**ACTIVITY**
Leave the pictures out and restate each entry below word for word.

**** EXTRACTED ENTRIES

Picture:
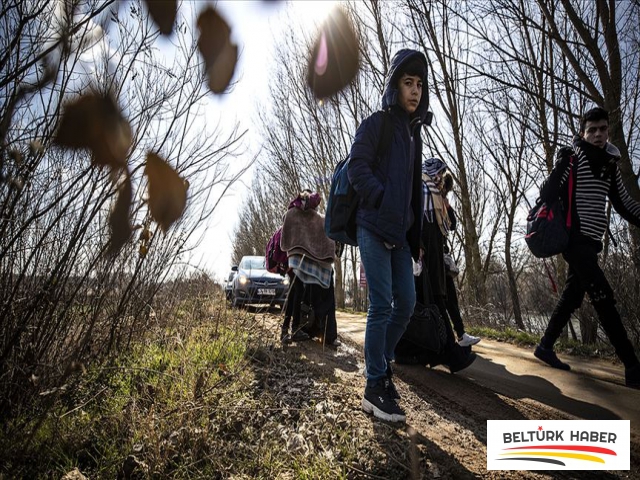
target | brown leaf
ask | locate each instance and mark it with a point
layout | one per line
(94, 121)
(167, 191)
(119, 224)
(219, 54)
(335, 58)
(164, 13)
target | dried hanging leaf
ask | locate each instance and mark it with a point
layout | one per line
(167, 191)
(164, 13)
(94, 121)
(119, 224)
(219, 54)
(335, 58)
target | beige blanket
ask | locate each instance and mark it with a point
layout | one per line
(304, 229)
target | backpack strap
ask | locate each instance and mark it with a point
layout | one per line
(386, 134)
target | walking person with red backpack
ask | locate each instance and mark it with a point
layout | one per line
(388, 221)
(597, 177)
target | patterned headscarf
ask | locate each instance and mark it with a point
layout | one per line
(432, 195)
(306, 200)
(433, 166)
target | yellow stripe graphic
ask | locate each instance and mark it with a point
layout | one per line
(577, 456)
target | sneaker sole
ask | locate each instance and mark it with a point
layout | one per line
(564, 367)
(369, 407)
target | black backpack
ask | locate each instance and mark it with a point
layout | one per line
(340, 216)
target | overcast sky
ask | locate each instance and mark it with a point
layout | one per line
(256, 26)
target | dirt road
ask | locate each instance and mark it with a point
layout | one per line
(508, 382)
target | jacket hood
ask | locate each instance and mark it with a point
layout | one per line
(390, 95)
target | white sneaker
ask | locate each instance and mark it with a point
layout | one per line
(467, 340)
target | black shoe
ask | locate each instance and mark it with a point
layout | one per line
(632, 377)
(377, 401)
(391, 387)
(299, 336)
(333, 343)
(463, 363)
(549, 357)
(284, 335)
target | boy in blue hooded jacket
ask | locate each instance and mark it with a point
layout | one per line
(389, 222)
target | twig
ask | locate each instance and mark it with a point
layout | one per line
(82, 405)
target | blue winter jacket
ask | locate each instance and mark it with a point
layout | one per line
(390, 188)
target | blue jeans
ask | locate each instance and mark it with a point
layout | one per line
(392, 297)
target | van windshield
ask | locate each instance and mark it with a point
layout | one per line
(253, 263)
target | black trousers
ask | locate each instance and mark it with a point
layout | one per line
(453, 308)
(586, 276)
(292, 308)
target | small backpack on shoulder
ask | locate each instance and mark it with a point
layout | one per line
(275, 259)
(342, 204)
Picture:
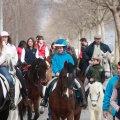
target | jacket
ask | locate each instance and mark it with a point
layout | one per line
(97, 72)
(90, 49)
(58, 61)
(108, 94)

********

**EXERCISE RESPONSE**
Picture:
target | brown leaf
ask | locate each instance and mark it with a point
layout | one per line
(94, 121)
(167, 191)
(119, 224)
(219, 54)
(335, 58)
(164, 13)
target | dried hanging leaf
ask | locate each instance and mark it with a point
layout | one per line
(167, 191)
(164, 13)
(94, 121)
(119, 224)
(219, 54)
(335, 58)
target | beige blanket
ask | locate each instance and mark it with a point
layout | one per line
(304, 229)
target | backpack strap
ask | locate each instance and mark it with a point
layout | one per line
(386, 134)
target | walking person with red backpack
ask | locate each instance and mark it with a point
layout | one per line
(388, 221)
(597, 177)
target | patterned headscarf
ask | locate each instance and mark it with a point
layout | one per line
(432, 195)
(306, 200)
(433, 166)
target | yellow stripe graphic
ask | locate each instance and mark it with a point
layout | one per line
(577, 456)
target | sneaker sole
ask | locate each instance and mark it with a point
layout | one per line
(564, 367)
(369, 407)
target | black backpack
ask | locate each instance and mark it with a point
layout | one per line
(340, 216)
target | overcast sky
ask | locate each instance and mark it with a point
layout | one per line
(256, 26)
target | dirt road
ask | locate each instance and mark it with a point
layout | one per line
(508, 382)
target | jacket hood
ask | locate each instance and mark it with a point
layout | one per line
(390, 95)
target | white sneaker
ask | locate each instance and mark it with a point
layout | one per line
(467, 340)
target | black shoe
ask | locate each instance and mark it with a point
layout | one per line
(632, 377)
(377, 401)
(391, 387)
(299, 336)
(333, 343)
(463, 363)
(549, 357)
(284, 335)
target | boy in blue hooded jacket
ask | locate each instance and mark it with a point
layout | one per line
(389, 222)
target | twig
ask | locate each instance and mark it with a point
layout | one per line
(82, 405)
target | blue winter jacket
ask | locate each instance and mark it with a point
layout | one per line
(390, 188)
target | blue jeans
ask | locate each instance and mark it with a point
layout | one per line
(392, 297)
target | van windshield
ask | locate each instance and mark it with a point
layout | one per line
(253, 263)
target | black trousers
ask | locate each instance and mark it with a point
layout | one per line
(453, 308)
(586, 276)
(292, 308)
target | small backpack on shoulder
ask | locate each instance and mark it with a point
layout | one per line
(275, 259)
(342, 204)
Picture:
target | jacket
ask | locate each instance and mark it with a point
layout | one per line
(97, 72)
(90, 49)
(58, 61)
(108, 94)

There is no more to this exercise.